### SHORT EXERCISE:
Print the passage of the meeting notes from "Help desk knowledge" up to and including "sort of testing)", without changing a word.

May 22, 2013 (Dan’s Table)

Preserving culture during company growth

– You can’t preserve culture. It is made every day.
– If you want a certain culture, do those things.
– Choose people when hiring
– Office can set the tone
– Management can set priorities but they need to do them.
– Do you want the same culture after growth? Cultures don’t necessarily scale. Culture of 30 doesn’t work with 80.
– New people will change the culture. You can’t avoid it; you can try to steer it.
– Politics

Help desk knowledge base / beta software
– Multiple products
– new refs on different schedules
– how to support beta customers
– beta customers may not know that they are beta customers. (more of an A/B sort of testing)
– who gets the beta?
– stop doing beta. Deliver faster, do fewer changes in each release.
– Dogfood

Managing customer-visible help pages
– Standard pages vs custom pages written by a rep
– Can customer tell what they are looking at?
– How would you find errors?
– Variation by itself isn’t a problem; incorrectness is.
– customer-facing sites may become stale
– CSRs need to be accountable for accuracy
– Do pages get audited?
– What about when CSRs move on>

Bringing standup back to focus
– Gamify it
– Time people
– encourage brevity: measure it.
– try it for a week and people will start to recalibrate to what a short statement sounds like
– What is the point of the standup? (varies by team)
– Limit who is in the meeting. Only pigs get to talk; chickens get to watch. (In consulting, being a pig or a chicken depends on if you are billable to that project)
– Stay on target
– If what you want to say doesn’t add value, don’t say it.
– Learning questions: Instead of talking about what you did, talk about what you learned.
– Be aggressive about the rathole call: if the discussion is wandering, call people on it.

### GIVEN ENTRIES:
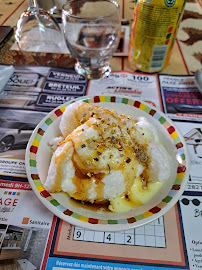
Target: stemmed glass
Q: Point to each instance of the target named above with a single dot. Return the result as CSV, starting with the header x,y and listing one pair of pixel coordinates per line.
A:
x,y
92,31
38,31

### CORRECT ANSWER:
Help desk knowledge base / beta software
– Multiple products
– new refs on different schedules
– how to support beta customers
– beta customers may not know that they are beta customers. (more of an A/B sort of testing)